* [Records shown]
Segment Open
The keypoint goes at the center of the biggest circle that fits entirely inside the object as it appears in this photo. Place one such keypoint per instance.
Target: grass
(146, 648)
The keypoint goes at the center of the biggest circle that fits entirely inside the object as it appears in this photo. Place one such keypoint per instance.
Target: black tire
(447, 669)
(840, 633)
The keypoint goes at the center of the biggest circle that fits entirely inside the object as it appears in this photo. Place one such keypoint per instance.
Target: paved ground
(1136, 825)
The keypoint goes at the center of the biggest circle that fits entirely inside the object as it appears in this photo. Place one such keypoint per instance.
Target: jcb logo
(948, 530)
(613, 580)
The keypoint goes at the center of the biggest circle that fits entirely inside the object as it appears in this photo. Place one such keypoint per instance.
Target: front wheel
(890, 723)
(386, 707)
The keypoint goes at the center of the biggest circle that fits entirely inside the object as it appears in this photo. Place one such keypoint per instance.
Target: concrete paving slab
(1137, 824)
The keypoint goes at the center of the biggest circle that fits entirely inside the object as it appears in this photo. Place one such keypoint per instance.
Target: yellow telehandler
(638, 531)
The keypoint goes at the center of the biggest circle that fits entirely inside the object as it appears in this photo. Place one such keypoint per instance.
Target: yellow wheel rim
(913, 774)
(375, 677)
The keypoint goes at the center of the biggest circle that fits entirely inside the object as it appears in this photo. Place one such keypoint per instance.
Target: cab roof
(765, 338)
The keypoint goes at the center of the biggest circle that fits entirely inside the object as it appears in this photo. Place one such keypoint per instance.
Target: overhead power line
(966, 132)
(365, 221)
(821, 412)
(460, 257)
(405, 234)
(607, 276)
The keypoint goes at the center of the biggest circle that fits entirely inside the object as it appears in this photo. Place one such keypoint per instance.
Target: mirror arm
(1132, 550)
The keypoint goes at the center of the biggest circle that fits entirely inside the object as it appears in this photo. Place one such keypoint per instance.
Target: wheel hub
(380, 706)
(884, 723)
Segment Closed
* [Work order] Each record should be repeated in full, exactly as it is written.

* [Result for this exercise]
The keypoint goes at the center of the biggest circle that fits entirely inside the object as it appears in this photo. Place one such keypoint per instance.
Target: grass
(146, 648)
The keypoint goes at the center of the biggest circle that fits entirely inside the object as it appears in this photo. Place one such keypoint per instance.
Target: black tire
(447, 669)
(840, 633)
The keypoint goes at the center of the biggest circle that fits entirely inside the object as it appears in this photo. Place one such keypoint per instance.
Target: paved ground
(1136, 825)
The keypoint goes at the center of the biggest circle that fits entirely inside the object as it appears in this photo. Place one such keypoint per instance.
Target: jcb logo
(948, 530)
(613, 580)
The keypoint goes at the center of the biggest circle that fits entirely inside the object as it appears in this photo. Place one such keypoint per instance.
Target: front wheel
(890, 723)
(386, 707)
The keypoint goes at the center of the biggest circle that fits entirely inside the object as it appears in this photo. Place one such keypoint per instance.
Target: concrete paving slab
(1137, 824)
The keypoint goes at the center of the biggest circle that fits entirely inside the object as it appears in this photo. Place one such keypoint per instance.
Target: yellow telehandler
(638, 531)
The keypoint goes at the center of the biggest circle that fits entirely inside the object as it appears in this photo. Place one such keypoint per instance.
Target: yellow wheel rim
(913, 774)
(375, 677)
The keypoint goes at the center of the biggest circle that fits entirely inside the object as it appears in this photo. Place one such keypoint per instance.
Target: cab roof
(765, 338)
The keypoint goes at the center of the biggest circle that fits entirely inside the object as it appears in this photo. Place one such keypoint per instance.
Target: overhead power line
(966, 132)
(365, 221)
(821, 412)
(460, 257)
(405, 234)
(607, 276)
The keypoint goes at the center of the biggest circle that fits entirely inside the object as it appears in this photo. Place one such keypoint per instance.
Target: mirror arm
(1132, 550)
The keypoint goes at the center of the biggest circle that fits entirely inside the object as it appears in this photo. Place one such keypoint per instance.
Target: wheel hub
(380, 706)
(884, 723)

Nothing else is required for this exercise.